• [Given request]: Find every line in the records below that contains the word "light", and copy each of those lines.

• [Data for this task]:

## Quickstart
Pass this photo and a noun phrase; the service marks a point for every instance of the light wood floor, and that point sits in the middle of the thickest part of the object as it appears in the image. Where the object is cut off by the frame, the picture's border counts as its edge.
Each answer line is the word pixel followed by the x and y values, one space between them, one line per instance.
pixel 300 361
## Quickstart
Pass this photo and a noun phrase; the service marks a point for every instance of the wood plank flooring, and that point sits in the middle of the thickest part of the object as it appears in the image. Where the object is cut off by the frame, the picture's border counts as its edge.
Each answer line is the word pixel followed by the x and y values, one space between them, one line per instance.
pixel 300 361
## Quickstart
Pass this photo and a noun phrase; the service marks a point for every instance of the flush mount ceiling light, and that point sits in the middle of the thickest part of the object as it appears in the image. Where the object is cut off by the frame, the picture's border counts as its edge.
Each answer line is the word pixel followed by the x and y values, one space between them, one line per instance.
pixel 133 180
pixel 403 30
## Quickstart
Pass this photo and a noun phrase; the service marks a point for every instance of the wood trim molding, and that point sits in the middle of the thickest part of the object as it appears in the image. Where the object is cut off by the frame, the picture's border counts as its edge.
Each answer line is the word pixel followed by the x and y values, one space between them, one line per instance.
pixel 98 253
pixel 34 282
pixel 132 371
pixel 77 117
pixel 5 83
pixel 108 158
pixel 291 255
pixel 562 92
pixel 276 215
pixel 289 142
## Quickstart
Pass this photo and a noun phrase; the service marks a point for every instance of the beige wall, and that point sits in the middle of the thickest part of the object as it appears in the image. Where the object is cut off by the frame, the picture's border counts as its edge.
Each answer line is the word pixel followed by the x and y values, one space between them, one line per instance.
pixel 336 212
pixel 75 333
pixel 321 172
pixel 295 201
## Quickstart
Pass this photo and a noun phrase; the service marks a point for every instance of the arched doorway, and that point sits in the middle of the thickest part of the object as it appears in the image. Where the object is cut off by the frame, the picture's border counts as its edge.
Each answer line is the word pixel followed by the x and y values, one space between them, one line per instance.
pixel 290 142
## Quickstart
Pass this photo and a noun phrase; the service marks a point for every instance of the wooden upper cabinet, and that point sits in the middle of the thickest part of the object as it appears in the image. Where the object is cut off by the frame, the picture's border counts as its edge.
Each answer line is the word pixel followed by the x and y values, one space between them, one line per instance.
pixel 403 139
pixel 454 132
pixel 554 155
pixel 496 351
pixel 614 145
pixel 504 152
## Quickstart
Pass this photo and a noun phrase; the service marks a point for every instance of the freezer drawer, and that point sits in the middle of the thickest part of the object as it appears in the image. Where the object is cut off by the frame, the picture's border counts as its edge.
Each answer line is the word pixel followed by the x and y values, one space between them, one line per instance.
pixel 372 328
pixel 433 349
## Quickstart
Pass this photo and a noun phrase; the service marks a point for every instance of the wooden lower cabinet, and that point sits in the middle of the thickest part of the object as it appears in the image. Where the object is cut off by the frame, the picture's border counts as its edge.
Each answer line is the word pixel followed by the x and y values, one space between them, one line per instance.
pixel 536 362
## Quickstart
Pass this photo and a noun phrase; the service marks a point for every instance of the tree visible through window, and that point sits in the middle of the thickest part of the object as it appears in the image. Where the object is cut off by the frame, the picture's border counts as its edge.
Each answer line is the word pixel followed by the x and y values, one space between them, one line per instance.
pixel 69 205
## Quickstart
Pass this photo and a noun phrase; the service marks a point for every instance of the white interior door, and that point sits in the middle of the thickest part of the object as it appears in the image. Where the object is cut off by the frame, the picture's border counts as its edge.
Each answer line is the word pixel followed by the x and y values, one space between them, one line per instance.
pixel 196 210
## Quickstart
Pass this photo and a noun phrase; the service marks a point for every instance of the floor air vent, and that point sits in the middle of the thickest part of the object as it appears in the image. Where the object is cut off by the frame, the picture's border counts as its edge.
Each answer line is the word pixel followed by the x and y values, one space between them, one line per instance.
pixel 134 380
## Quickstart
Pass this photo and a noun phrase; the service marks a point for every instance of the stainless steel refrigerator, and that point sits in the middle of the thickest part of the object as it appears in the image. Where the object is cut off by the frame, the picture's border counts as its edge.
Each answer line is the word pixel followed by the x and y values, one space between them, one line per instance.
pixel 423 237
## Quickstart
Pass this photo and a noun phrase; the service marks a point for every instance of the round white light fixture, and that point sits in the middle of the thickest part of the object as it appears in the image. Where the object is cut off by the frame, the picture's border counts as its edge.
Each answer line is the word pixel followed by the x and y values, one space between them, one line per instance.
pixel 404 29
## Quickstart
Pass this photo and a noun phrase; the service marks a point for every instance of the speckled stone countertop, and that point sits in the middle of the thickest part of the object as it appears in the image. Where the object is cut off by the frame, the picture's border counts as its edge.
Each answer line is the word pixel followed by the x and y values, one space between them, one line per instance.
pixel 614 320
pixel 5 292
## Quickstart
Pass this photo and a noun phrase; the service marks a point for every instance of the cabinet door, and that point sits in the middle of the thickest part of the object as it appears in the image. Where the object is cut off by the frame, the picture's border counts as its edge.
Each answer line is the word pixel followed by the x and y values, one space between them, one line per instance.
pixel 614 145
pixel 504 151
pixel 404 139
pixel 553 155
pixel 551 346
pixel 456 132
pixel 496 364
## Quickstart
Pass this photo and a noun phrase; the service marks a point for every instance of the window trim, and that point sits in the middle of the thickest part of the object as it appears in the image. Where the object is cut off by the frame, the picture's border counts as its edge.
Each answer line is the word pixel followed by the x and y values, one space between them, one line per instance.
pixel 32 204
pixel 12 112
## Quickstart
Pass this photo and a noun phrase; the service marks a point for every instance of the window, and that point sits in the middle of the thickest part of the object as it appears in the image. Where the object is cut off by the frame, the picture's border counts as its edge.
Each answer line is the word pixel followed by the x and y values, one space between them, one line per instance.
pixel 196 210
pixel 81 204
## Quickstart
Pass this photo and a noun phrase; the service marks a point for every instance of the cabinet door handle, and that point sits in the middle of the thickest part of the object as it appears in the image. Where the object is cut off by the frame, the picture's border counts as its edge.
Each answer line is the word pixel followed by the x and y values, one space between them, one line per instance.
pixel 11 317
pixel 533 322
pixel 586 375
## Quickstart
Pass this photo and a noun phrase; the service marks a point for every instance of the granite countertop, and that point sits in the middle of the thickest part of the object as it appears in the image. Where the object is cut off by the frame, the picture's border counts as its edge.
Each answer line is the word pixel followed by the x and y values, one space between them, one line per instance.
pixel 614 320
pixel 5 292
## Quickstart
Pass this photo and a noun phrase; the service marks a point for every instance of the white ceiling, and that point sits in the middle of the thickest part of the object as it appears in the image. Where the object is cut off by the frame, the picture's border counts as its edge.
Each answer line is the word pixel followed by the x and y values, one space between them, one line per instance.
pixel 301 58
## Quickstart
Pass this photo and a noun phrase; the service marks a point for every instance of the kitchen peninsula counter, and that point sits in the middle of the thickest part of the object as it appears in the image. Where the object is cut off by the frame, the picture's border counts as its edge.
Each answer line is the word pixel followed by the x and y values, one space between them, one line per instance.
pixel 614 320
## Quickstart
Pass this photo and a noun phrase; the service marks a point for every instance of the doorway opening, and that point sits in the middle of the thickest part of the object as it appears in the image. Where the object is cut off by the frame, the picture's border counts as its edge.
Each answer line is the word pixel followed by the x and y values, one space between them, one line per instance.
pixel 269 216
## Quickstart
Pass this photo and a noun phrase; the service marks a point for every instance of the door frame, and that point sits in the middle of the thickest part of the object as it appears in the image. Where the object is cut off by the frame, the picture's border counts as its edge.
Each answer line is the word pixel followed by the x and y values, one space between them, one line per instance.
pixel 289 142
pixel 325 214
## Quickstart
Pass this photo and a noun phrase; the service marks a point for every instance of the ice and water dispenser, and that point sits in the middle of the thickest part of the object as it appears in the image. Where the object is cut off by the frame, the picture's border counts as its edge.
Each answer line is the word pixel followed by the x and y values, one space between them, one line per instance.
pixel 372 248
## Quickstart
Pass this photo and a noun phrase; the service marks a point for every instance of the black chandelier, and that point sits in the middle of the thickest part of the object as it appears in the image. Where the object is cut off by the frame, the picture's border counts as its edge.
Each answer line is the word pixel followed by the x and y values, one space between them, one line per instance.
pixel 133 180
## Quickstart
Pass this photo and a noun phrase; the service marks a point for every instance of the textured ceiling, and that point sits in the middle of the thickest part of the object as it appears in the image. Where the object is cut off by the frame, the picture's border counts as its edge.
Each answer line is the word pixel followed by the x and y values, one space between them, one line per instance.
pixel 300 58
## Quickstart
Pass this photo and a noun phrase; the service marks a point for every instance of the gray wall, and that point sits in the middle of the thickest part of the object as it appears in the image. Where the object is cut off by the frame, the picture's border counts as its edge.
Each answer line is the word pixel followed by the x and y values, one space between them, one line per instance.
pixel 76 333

• [Result for this exercise]:
Pass this photo and a noun phrase; the service marks a point for every instance of the light wood floor, and that point sits in the middle of the thickest part of the object as it appears in the image. Where the object is cut off by the frame, the picture's border counts as its edge.
Pass this photo and a noun phrase; the service marks a point for every instance of the flush mount ceiling light, and that point sits in the middle of the thickest part of the object as it appears in the image. Where the object is cut off by the frame, the picture's border counts as its edge.
Pass this photo and a noun phrase; the service marks a point for every instance of the round white light fixture, and that point sits in the middle of the thickest part of the object as it appears in the image. Where the object is cut off by the frame, the picture's border counts as its edge.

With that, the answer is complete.